→ TASK MATERIAL
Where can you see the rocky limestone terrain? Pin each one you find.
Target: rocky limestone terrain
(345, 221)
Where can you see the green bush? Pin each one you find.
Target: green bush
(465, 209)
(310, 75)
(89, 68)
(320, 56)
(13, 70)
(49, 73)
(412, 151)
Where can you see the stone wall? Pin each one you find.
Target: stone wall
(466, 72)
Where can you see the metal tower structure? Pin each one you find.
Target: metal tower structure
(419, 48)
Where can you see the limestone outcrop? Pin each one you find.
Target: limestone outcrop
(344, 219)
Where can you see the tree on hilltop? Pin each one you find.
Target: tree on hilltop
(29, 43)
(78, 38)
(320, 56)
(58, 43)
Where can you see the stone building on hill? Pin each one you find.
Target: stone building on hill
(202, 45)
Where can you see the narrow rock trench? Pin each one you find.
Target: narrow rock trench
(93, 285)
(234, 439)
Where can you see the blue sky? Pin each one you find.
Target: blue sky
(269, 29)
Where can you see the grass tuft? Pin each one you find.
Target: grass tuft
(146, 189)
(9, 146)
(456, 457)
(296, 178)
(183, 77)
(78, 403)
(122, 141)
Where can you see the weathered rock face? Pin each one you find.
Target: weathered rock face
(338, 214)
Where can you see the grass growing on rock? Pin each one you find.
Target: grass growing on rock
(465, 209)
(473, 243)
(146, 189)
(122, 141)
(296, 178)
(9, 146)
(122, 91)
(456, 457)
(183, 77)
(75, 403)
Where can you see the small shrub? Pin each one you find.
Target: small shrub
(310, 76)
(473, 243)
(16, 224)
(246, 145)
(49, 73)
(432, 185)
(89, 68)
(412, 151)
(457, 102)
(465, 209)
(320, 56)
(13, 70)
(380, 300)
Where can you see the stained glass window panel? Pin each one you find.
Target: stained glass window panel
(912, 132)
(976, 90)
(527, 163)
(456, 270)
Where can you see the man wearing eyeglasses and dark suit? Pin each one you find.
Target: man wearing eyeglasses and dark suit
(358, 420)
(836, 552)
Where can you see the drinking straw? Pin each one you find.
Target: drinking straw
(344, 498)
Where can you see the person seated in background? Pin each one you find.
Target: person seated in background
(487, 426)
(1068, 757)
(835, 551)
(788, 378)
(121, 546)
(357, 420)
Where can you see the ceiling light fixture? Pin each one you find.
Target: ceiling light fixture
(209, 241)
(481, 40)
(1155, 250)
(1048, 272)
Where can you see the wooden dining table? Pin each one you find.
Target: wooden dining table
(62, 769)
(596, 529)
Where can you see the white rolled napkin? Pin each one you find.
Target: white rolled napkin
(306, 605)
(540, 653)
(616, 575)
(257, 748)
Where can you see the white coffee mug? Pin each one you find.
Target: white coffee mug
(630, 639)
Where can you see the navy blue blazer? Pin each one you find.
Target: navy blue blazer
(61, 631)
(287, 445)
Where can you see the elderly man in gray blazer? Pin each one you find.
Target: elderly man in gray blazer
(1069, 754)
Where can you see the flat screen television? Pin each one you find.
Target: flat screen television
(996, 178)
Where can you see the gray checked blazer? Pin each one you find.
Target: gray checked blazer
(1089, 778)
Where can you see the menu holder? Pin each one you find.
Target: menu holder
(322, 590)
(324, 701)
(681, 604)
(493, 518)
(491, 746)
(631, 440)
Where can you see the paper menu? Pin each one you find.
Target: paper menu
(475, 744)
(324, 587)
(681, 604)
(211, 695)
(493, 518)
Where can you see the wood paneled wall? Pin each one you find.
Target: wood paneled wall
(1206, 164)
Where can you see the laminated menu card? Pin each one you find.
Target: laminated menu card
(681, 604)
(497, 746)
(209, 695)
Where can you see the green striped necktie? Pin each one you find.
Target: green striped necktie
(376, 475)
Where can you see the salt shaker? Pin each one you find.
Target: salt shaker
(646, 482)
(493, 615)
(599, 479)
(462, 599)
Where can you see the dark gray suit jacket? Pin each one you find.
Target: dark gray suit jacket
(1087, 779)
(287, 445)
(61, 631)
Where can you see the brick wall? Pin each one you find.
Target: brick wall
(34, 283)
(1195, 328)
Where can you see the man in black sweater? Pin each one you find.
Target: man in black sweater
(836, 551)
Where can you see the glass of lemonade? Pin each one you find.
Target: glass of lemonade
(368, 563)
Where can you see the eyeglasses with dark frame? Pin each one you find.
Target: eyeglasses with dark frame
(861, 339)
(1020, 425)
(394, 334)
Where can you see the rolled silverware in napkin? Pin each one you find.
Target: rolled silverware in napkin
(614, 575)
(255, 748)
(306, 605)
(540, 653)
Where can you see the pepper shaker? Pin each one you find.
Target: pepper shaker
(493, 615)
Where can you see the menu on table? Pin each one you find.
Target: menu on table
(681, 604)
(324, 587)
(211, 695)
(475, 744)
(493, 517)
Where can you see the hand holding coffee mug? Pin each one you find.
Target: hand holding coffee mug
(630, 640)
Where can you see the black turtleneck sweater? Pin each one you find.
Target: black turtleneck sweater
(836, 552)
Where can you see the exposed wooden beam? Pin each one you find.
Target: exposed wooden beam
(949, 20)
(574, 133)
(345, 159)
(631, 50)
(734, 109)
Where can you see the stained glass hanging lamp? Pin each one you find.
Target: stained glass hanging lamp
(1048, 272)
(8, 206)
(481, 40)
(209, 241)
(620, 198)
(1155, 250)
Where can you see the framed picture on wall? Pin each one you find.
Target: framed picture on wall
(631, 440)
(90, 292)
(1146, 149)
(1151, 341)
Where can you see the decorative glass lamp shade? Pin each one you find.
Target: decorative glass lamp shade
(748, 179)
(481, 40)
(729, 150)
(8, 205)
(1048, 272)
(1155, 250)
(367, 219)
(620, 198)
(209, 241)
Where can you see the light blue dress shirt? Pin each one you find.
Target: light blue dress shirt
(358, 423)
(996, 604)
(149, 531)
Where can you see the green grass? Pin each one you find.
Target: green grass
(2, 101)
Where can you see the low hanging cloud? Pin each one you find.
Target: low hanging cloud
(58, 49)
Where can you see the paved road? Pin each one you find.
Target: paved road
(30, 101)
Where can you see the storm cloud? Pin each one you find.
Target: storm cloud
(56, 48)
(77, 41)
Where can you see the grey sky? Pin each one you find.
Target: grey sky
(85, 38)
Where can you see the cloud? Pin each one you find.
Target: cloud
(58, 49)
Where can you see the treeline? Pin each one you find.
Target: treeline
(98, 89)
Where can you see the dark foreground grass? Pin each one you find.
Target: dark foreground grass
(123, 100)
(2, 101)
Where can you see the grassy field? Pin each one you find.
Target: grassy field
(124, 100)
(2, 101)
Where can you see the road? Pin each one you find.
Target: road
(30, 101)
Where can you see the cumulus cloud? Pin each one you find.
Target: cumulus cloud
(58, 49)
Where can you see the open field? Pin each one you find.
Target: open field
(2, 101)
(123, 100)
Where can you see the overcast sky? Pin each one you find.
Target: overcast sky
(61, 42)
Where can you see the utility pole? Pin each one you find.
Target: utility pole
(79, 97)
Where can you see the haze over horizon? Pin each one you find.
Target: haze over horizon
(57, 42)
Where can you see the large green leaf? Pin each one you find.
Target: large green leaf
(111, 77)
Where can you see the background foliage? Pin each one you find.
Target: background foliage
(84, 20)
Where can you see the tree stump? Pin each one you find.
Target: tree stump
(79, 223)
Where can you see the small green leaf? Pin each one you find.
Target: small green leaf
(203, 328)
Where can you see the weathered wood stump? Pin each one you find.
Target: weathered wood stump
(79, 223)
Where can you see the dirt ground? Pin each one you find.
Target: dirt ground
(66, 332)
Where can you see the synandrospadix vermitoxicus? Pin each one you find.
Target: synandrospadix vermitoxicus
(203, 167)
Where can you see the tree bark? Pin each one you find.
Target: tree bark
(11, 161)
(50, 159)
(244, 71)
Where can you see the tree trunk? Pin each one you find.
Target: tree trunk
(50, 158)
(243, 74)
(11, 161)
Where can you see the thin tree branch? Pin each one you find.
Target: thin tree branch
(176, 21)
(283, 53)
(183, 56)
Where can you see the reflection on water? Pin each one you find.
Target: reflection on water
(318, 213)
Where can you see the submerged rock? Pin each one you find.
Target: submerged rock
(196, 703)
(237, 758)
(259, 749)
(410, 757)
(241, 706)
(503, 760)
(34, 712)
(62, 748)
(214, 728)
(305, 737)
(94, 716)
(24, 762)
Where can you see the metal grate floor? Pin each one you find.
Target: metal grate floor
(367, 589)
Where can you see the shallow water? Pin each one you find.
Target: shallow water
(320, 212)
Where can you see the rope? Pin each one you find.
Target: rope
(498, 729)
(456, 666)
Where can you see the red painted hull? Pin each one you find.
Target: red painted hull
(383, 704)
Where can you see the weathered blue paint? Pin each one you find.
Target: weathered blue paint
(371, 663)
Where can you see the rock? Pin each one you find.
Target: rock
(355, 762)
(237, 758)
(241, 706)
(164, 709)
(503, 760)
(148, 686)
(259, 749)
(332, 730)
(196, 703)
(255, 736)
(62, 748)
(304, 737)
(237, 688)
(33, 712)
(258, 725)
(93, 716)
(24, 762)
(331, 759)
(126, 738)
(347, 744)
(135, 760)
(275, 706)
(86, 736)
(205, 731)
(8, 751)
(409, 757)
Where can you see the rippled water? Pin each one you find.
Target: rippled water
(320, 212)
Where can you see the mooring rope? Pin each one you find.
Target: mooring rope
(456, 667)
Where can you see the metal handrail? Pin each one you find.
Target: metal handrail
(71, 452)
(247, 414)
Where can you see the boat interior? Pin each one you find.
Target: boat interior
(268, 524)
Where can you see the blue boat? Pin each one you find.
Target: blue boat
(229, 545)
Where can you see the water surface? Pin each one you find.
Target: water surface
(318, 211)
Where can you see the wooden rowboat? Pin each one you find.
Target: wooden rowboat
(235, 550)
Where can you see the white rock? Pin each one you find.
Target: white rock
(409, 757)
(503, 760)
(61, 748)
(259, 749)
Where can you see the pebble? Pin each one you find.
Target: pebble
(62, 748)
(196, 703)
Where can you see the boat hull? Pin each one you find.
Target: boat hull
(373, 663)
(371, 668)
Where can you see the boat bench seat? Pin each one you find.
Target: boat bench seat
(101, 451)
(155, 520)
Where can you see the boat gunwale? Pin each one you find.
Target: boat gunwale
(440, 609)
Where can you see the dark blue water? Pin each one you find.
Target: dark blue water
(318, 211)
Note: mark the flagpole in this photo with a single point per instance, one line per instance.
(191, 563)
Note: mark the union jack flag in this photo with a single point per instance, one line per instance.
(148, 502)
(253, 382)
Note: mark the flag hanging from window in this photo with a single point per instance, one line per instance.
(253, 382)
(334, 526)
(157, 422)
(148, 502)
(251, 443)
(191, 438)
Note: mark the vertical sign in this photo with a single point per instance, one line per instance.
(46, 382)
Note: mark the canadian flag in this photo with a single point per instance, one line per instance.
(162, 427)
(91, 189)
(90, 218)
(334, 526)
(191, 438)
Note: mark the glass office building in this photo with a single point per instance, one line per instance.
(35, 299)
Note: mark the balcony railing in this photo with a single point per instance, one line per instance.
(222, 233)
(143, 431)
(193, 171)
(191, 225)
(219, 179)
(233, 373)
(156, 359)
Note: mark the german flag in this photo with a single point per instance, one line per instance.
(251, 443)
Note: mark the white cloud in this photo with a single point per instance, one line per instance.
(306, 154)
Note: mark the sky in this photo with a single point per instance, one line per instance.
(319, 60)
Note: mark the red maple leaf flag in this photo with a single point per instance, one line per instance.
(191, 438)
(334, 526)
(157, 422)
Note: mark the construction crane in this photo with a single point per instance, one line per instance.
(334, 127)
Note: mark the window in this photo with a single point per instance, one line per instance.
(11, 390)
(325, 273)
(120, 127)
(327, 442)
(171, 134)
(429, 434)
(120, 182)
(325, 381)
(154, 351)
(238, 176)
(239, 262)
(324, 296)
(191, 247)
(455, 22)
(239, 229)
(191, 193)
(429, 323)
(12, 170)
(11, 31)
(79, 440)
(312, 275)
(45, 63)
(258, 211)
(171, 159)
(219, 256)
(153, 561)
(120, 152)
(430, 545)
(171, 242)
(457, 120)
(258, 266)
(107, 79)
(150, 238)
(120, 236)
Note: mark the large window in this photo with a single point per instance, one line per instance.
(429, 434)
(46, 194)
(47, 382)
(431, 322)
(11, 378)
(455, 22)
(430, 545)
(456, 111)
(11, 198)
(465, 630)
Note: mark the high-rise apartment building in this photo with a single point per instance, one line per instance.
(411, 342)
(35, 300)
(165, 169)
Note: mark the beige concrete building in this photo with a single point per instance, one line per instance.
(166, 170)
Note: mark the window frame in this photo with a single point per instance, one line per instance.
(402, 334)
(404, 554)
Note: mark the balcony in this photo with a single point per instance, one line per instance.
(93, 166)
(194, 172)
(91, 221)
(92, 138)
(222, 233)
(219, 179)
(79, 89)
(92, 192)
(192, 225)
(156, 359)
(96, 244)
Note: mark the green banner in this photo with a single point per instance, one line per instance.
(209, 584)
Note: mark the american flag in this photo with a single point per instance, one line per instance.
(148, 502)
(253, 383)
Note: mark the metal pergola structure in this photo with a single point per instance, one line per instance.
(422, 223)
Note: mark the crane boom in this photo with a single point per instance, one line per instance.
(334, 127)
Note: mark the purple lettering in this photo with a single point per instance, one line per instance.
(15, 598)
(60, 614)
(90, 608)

→ ABOUT THIS TASK
Copy back the listing above exactly, but only from the line with "Target: drinking straw" through the line with "Where can you see the white coffee", both ends included.

→ TASK RESULT
Target: drinking straw
(344, 498)
Where can you see the person seated in background? Pin each one you find.
Target: person seated in background
(487, 426)
(1068, 757)
(835, 551)
(788, 378)
(121, 546)
(357, 420)
Where can you see the ceiling light fixture? Pin each one you find.
Target: ceiling light fixture
(209, 241)
(481, 40)
(1155, 250)
(1048, 272)
Where can you see the wooden dining table? Pin each one you find.
Target: wooden dining table
(62, 769)
(596, 529)
Where can you see the white rolled napkin? Pin each one you find.
Target: white rolled napkin
(306, 605)
(540, 653)
(616, 575)
(257, 748)
Where can you see the white coffee mug? Pin each one you find.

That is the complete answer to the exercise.